» TASK TO CARRY OUT
What name are the Apple employees using for the group behind the return-to-office petition in this article?

» PASSAGE SHOWN
------------------------------------------------------------

Apple Employees Launch Petition To Fight Apple's Return-To-Office Plans

Apple employees on Monday launched a petition to resist the company’s return-to-office plans, which would see workers in the office at least three days a week beginning in September.

The group, uniting under the banner “Apple Together,” asserts that employees have demonstrated an ability to do “exceptional work” over the last 2+ years, regardless of their office environment.

As such, the employees are asking Apple to allow individuals to work directly with their immediate managers to determine their team’s optimal work arrangement.

Those schedules, they write, shouldn’t require the approval of high-level executives or force employees to provide private information.

“Those asking for more flexible arrangements have many compelling reasons and circumstances: from disabilities (visible or not); family care; safety, health, and environmental concerns; financial considerations; to just plain being happier and more productive,” the petition reads.

“The one thing we all have in common is wanting to do the best work of our lives for a company whose official stance is to do what’s right rather than what’s easy.”

In June, Apple CEO Tim Cook told employees in a companywide email they’d be expected to resume in-person work on Mondays, Tuesdays and Thursdays, with the option of up to two remote weeks per year.

------------------------------------------------------------

» DATASET CONTENT
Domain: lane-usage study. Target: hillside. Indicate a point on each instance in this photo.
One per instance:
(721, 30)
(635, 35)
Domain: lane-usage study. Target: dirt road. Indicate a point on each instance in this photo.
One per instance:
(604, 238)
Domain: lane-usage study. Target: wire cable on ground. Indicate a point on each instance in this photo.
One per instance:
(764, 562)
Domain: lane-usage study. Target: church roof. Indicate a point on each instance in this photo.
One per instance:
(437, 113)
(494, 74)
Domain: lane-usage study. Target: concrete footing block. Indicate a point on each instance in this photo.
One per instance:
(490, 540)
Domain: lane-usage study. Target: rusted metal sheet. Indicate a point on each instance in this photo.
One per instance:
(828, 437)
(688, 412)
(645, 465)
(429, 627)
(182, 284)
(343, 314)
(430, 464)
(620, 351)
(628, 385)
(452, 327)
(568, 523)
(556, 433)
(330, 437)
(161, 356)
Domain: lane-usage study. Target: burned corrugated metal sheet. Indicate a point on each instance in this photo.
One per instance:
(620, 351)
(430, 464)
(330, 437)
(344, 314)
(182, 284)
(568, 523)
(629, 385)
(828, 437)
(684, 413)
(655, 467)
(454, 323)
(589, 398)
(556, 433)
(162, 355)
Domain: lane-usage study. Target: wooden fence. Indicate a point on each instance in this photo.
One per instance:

------------------------------------------------------------

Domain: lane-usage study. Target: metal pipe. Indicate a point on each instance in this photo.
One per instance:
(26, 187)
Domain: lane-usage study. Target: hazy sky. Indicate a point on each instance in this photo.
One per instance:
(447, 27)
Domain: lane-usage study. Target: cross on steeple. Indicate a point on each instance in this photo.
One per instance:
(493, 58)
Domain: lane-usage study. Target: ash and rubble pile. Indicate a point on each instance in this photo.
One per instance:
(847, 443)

------------------------------------------------------------

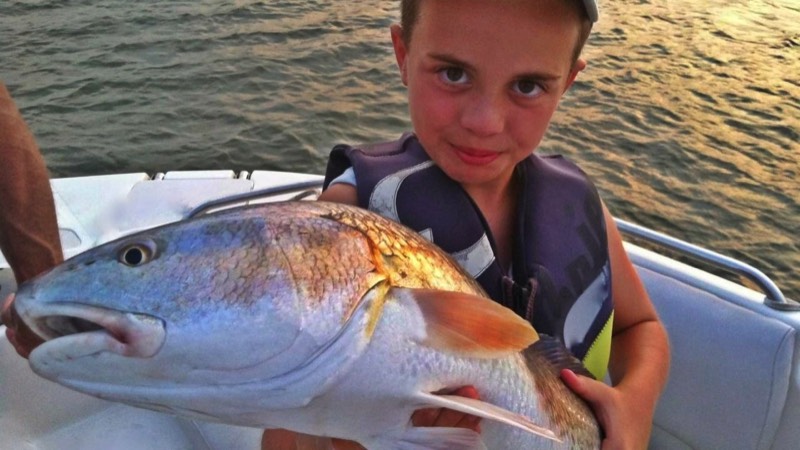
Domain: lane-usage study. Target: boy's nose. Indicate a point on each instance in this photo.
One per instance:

------------------------------------------------------------

» TASK ANSWER
Apple Together